Zu bearbeitende Aufgaben:
(A) Wie viele Stücke umfasst das Live-Set laut dem Text über The Smile?
(B) Prüfe anhand des Textes über The Smile, ob die folgenden Aussagen zutreffen. Beantworte jede mit Ja oder Nein und zitiere die entscheidenden Worte wörtlich.
(i) Das Projekt wurde auf dem letztjährigen Glastonbury angekündigt.
(ii) The Smile wird als Zeitvertreib nebenbei beschrieben.
(iii) Auf „Skirting on the Surface“ erinnern Greenwoods Gitarren an „Weird Fishes/Arpeggi“.
(C) Schreibe den Text über das Live-Set von The Smile nach seinem letzten Satz weiter.

Quelltext:
···

Nachdem das Projekt mit einem Überraschungsset auf dem letztjährigen Glastonbury angekündigt und in den letzten Wochen durch die Veröffentlichung von zwei Singles „You Will Never Work for Television Again“ und „The Smoke“ konkretisiert wurde, verdeutlicht das üppige Set – 13 Songs und eine Cover-Version –, in welche Richtung das Trio geht. Denn hier wird klar: The Smile ist keineswegs ein Zeitvertreib so ganz nebenbei, die hier vorgestellten Songs sind so ausgearbeitet und geschliffen, dass die Band ihre erste Platte bereits in den kommenden Wochen veröffentlichen und sich damit einen sicheren Platz in den Bestenlisten am Ende des Jahres sichern könnte.
Talentschmiede Radiohead
Wer nach der ersten Single vermutete, dass hier zwei Männer ein krachiges Postpunk-Vergnügen als Gegennarrativ zu Radioheads Ruf als verkopfte Avantgarde-Band spinnen würden, wird beim Live-Set eines Besseren belehrt: Die 13 Songs klingen streckenweise doch sehr nach Radiohead – und das ist richtig gut so.
Auf jeden geschrammelten Postpunk-Song, der andeutet, wie Radiohead heute klingen würde, hätte die Band die elektronische Revolution des „Kid A mnesiac“-Diptychons sein gelassen und die ungestüme Energie von „The Bends“ auf die Spitze getrieben (siehe: „You Will Never Work in Television Again“, „Hairdryer“), folgt ein ruhiger Track, auf dem Synthies, Melancholie, Klavier und arpeggierte Gitarren dominieren.
So erinnert Opener „Pana-Vision“ erst mal an Yorkes Soloarbeit für Luca Guadagninos Dario-Argento-Remake „Suspiria“: Auf ein jazziges Klavier und ein synkopiertes Schlagzeug legt sich Yorkes leicht schiefer Gesang. Auf „Skirting on the Surface“ erinnern Greenwoods arpeggierte Gitarren an „Weird Fishes/Arpeggi“, überhaupt fühlt man sich regelmäßig an „In Rainbows“, die beste der letzten drei Radiohead-Platten, erinnert.

···

Die Daten:
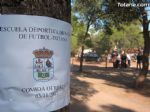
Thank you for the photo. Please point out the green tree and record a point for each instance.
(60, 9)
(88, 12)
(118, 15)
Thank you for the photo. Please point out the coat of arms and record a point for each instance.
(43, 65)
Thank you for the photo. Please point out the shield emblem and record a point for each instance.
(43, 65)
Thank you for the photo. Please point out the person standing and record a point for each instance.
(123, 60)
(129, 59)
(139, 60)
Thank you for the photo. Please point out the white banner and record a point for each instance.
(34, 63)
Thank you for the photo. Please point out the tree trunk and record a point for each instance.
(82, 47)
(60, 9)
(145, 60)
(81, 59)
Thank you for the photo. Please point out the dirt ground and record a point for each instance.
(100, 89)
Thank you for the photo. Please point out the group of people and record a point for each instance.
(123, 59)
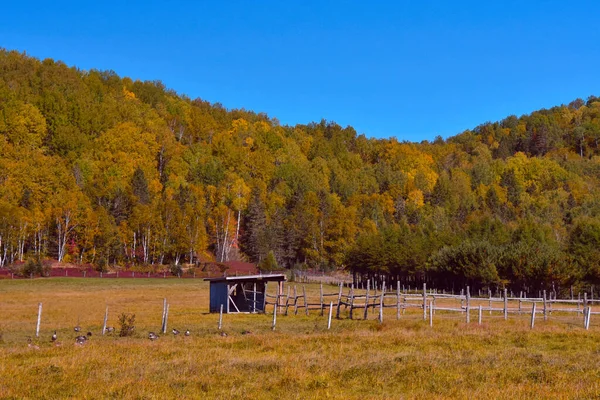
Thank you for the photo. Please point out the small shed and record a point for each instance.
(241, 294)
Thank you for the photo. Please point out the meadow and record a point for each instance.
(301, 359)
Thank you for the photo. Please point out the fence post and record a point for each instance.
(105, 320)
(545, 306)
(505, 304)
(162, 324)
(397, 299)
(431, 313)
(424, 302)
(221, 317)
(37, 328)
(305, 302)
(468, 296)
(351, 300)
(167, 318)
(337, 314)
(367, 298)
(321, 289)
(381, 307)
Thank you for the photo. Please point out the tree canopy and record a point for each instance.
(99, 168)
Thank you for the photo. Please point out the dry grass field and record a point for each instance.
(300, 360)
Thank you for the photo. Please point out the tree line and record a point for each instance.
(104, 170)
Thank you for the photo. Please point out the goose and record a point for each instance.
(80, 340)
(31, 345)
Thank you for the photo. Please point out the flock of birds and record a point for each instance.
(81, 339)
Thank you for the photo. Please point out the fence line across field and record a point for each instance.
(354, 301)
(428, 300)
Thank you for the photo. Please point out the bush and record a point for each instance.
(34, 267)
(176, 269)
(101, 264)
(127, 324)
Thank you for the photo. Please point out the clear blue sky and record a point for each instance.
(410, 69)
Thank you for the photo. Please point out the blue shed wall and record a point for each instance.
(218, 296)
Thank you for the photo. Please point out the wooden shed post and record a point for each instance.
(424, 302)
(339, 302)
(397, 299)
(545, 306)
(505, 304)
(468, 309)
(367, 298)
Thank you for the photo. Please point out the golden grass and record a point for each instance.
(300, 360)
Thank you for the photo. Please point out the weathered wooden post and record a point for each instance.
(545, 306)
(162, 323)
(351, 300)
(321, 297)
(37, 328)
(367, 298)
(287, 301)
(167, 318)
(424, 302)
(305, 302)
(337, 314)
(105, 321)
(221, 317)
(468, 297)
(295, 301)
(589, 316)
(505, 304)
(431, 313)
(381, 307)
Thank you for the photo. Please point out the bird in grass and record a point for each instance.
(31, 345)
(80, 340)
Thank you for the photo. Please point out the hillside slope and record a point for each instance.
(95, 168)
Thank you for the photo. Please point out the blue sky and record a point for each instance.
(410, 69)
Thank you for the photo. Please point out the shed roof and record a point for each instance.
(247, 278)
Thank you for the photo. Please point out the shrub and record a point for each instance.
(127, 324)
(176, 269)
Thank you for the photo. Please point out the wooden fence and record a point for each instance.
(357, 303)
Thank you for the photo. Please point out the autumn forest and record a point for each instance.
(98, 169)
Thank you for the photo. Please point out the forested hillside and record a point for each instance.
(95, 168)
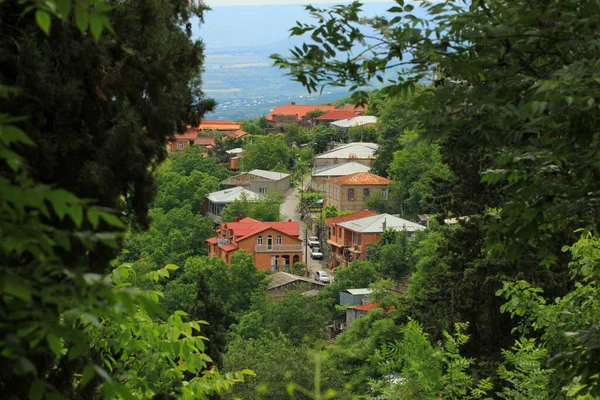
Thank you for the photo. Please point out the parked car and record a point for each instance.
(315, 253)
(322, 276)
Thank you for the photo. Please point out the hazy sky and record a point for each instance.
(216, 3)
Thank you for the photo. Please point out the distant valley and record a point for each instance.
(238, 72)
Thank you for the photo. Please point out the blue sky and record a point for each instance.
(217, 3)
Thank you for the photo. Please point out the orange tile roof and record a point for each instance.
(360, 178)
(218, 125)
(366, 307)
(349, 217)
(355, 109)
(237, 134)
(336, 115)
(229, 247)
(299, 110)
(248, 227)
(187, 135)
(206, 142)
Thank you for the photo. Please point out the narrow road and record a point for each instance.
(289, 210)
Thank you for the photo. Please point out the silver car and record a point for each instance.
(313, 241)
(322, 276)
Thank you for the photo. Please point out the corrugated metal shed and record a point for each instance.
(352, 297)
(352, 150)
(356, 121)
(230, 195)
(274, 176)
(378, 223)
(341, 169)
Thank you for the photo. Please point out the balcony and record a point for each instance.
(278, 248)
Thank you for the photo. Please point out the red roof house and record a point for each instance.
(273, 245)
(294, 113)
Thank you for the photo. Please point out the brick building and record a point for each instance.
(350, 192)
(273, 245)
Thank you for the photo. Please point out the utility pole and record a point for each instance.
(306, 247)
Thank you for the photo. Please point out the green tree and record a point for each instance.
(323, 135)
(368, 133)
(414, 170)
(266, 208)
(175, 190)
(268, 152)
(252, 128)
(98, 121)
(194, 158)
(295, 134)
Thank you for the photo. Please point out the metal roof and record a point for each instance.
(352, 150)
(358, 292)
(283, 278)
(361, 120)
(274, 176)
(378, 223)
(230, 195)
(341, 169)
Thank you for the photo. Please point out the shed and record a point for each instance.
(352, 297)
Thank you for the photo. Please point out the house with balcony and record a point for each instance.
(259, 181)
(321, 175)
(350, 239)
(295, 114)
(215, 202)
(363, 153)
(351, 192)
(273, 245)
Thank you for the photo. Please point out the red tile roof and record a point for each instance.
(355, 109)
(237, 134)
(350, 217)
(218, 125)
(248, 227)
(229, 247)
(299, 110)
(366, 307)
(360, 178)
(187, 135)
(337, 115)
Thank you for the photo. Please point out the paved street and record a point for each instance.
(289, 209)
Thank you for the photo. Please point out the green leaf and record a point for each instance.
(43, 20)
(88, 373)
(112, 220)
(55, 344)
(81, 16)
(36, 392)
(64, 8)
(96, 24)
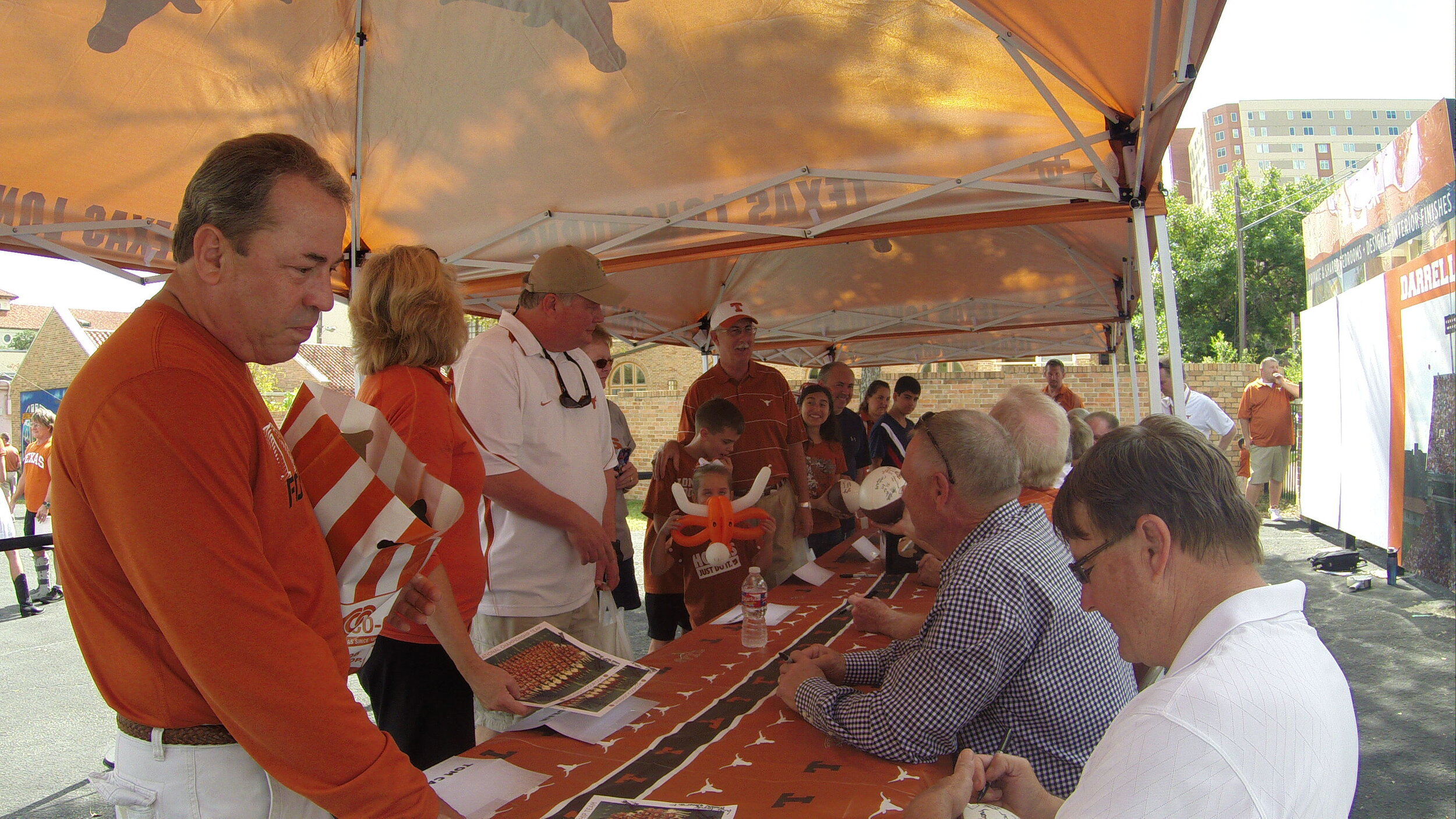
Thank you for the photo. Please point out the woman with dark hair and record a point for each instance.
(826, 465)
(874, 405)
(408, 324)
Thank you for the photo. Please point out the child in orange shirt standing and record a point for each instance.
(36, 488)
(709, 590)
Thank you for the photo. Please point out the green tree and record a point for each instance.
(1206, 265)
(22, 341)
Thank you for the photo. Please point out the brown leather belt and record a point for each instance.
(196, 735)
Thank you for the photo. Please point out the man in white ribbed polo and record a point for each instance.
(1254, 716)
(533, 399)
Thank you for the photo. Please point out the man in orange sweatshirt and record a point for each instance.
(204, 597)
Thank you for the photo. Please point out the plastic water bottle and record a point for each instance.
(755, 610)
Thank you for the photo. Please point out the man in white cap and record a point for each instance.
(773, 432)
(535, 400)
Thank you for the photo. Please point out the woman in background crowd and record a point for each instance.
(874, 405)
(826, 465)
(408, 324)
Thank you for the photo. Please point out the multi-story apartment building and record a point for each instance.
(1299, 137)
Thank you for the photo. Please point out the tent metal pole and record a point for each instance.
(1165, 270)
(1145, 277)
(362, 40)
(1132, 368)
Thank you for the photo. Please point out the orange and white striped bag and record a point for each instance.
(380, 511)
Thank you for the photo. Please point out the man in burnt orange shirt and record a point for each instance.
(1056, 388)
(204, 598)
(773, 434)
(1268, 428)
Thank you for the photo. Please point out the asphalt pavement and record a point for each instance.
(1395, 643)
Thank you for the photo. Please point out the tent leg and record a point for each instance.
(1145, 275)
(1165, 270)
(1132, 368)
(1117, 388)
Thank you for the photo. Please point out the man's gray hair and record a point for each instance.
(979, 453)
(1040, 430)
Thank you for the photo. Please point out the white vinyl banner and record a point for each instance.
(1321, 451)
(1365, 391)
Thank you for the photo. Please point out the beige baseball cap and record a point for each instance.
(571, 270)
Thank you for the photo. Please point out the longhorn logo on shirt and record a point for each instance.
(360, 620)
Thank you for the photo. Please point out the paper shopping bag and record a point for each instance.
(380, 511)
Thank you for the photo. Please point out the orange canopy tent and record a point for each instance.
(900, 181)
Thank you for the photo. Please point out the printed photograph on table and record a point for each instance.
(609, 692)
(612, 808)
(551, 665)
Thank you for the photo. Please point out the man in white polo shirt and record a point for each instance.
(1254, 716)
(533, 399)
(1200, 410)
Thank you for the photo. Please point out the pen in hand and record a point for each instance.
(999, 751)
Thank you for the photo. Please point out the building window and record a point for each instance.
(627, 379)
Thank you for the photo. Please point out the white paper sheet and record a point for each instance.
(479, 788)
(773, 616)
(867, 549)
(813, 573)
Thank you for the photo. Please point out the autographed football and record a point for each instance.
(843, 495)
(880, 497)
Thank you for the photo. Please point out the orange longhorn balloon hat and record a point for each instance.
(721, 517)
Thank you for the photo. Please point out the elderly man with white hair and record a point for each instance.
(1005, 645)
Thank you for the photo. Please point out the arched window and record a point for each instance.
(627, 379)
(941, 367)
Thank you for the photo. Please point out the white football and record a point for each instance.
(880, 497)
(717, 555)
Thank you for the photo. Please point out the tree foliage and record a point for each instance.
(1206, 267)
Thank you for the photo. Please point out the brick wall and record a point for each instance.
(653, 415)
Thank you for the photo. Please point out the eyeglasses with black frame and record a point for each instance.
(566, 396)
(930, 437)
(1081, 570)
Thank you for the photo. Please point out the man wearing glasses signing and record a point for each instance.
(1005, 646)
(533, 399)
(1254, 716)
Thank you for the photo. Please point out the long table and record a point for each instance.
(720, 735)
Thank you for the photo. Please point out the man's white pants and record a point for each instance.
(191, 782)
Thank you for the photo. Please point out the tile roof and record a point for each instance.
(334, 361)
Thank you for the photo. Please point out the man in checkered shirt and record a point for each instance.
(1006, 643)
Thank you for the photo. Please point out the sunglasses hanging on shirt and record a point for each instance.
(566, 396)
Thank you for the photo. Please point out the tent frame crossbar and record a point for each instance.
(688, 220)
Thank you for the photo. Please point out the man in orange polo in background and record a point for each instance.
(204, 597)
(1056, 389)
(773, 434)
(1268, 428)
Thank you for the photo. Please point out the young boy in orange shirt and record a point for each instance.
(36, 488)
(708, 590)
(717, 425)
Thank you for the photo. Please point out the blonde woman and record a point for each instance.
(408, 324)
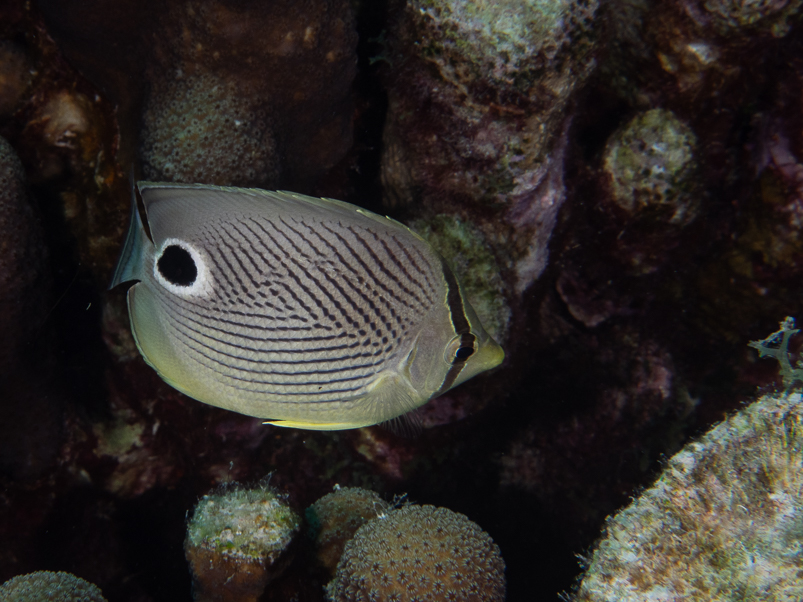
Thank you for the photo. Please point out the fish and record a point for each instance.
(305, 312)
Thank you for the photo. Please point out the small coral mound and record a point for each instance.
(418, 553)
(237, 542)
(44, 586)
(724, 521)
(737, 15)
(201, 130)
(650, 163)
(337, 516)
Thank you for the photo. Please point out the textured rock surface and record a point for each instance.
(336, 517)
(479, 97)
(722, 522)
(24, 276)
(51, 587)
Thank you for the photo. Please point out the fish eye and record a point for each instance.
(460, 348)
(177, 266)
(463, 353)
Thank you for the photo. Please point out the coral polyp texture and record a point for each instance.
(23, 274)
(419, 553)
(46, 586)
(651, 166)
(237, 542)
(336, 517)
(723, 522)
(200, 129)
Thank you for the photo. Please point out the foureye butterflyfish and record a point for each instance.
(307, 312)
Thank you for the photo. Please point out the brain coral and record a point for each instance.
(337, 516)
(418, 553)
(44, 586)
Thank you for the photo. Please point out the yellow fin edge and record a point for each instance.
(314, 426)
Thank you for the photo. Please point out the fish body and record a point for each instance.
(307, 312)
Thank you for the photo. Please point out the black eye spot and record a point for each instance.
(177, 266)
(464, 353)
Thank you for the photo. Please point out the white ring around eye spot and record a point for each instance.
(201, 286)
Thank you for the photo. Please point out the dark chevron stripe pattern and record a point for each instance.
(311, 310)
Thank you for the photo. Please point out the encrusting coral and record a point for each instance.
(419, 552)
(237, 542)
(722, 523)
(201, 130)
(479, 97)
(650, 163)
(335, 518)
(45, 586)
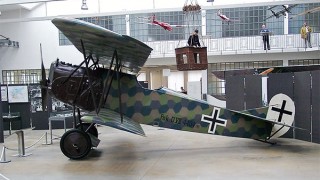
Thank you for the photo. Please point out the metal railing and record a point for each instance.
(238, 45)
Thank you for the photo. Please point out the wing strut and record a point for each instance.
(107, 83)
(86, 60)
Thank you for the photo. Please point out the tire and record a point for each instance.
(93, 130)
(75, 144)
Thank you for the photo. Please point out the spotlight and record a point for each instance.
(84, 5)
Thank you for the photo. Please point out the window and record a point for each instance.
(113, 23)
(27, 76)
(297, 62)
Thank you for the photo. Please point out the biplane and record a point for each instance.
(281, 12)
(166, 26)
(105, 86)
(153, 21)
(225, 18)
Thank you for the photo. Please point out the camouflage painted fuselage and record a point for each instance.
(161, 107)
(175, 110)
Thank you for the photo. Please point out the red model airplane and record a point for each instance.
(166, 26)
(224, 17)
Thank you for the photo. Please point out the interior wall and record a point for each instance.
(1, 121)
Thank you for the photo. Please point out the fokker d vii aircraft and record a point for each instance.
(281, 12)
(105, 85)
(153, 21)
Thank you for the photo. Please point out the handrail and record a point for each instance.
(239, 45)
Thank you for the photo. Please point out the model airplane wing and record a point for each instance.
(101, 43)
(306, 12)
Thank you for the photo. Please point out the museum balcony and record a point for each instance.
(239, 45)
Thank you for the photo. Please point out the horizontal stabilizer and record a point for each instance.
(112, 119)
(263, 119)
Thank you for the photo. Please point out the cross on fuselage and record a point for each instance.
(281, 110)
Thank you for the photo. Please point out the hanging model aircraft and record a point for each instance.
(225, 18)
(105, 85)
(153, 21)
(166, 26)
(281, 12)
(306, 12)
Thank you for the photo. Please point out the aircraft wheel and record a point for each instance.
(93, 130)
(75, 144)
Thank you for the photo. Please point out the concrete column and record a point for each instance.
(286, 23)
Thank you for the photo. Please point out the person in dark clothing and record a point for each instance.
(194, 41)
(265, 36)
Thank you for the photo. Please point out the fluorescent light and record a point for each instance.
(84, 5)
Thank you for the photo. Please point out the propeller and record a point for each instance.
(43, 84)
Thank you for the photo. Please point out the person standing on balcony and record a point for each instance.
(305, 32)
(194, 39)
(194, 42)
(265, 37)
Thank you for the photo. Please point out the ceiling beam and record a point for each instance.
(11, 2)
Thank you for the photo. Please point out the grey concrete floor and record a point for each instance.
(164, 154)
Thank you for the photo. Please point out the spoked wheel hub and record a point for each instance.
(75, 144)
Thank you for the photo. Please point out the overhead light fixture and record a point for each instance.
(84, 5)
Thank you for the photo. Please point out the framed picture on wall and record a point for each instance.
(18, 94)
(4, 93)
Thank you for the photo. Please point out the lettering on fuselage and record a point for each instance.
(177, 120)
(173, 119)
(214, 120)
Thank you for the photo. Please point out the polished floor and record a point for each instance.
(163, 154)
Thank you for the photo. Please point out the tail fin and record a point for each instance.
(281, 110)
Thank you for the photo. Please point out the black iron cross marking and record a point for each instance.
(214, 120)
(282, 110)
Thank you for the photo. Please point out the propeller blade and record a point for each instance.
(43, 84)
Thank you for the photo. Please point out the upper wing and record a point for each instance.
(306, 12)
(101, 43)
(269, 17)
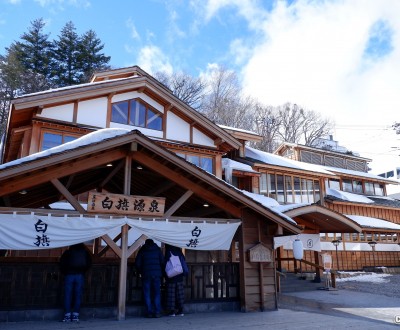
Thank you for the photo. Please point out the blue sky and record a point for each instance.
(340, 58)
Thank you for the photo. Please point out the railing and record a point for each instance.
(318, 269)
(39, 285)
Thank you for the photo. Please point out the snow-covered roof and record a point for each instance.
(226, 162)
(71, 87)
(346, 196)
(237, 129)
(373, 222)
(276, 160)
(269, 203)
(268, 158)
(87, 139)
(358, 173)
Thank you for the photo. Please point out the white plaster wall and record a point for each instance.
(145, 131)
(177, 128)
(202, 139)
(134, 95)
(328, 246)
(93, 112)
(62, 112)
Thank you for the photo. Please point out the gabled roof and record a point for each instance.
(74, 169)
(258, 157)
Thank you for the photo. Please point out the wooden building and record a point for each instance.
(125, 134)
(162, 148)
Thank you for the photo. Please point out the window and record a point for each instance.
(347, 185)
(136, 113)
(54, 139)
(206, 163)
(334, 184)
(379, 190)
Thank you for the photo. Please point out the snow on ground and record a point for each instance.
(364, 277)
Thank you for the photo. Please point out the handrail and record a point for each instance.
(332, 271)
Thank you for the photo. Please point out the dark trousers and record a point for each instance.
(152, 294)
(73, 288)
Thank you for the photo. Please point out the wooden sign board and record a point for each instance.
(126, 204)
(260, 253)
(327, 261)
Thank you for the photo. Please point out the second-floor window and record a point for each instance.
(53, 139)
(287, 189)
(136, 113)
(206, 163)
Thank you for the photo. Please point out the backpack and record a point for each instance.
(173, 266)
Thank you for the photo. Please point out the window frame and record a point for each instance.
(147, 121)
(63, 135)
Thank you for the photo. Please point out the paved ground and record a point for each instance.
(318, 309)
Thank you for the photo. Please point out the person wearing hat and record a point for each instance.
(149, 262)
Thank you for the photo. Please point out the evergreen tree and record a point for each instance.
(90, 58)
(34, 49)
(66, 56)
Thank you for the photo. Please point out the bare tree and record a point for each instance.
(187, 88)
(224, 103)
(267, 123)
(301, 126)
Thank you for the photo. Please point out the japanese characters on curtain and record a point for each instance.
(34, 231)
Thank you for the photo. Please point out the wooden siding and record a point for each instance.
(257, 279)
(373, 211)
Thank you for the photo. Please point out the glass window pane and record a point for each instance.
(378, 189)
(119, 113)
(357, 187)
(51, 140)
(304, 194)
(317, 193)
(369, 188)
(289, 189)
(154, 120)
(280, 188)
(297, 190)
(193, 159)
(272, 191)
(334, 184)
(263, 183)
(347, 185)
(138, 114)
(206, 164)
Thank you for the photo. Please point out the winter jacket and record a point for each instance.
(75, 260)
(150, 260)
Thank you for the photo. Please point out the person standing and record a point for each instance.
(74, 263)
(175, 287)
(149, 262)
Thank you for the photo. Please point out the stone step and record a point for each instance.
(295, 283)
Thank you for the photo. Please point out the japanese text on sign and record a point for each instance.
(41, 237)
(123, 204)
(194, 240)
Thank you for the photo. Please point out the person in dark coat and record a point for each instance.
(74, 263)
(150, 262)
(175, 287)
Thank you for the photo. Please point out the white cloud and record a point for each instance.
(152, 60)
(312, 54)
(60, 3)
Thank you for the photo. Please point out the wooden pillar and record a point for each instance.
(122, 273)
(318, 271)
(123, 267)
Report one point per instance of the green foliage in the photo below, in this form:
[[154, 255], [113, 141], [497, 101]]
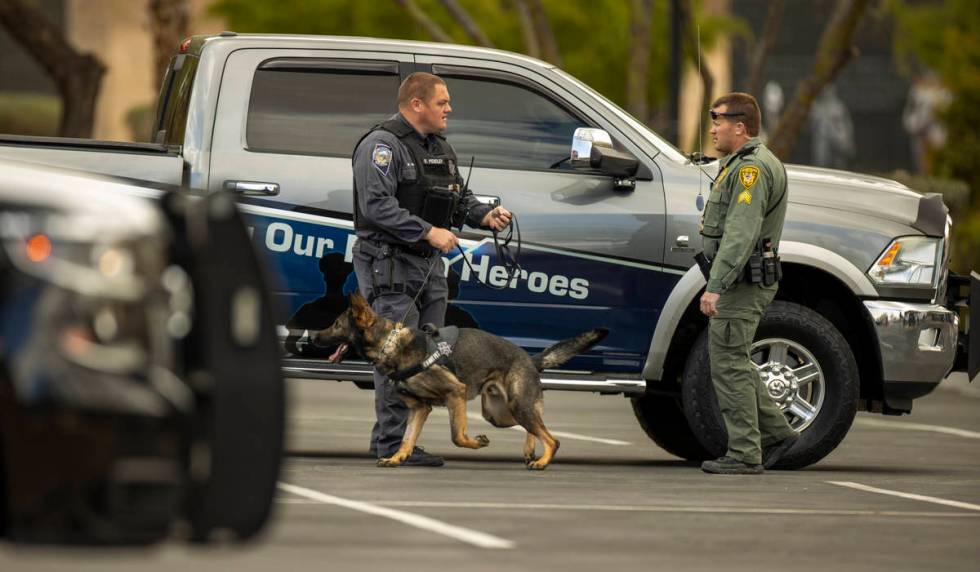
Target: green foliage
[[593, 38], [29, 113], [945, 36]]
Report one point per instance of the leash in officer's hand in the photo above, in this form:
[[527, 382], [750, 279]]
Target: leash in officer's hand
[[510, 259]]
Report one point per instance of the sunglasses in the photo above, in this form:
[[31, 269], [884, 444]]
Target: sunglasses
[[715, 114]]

···

Nummerierte Antworten:
(A) 13 Songs und eine Cover-Version.

(B)
(i) Ja: „mit einem Überraschungsset auf dem letztjährigen Glastonbury angekündigt“
(ii) Nein: „The Smile ist keineswegs ein Zeitvertreib so ganz nebenbei“
(iii) Ja: „Auf „Skirting on the Surface“ erinnern Greenwoods arpeggierte Gitarren an „Weird Fishes/Arpeggi““

(C)
„Free in the Knowledge“ verbindet „OK Computer“-Vibes (die Harmonien erinnern an „Lucky“) mit flächigen Synthies, gegen Ende malträtiert Greenwood seine Gitarre mit einem Geigenbogen; auf „Thin Things“ zünden Yorke und Greenwood ein Gitarrenfeuerwerk; „We Don’t Know What Tomorrow Brings“ ist so dringlich und stürmisch wie kein einziger Track auf dem (guten) Alterswerk „A Moon Shaped Pool“ und „The Same“ hat die Schönheit von „Fog“, ist aber komplexer als die wunderschöne Ballade aus „Amnesia“-Zeiten.
Während des Sets tauschen Yorke und Greenwood regelmäßig die Instrumente, auf „Speech Bubble“ spielt Greenwood mit einer Hand Klavierakkorde, während er mit der anderen an einer Harfe zupft, auch den ausgezeichneten Skinner sieht man bei ruhigeren Tracks an den Synthies.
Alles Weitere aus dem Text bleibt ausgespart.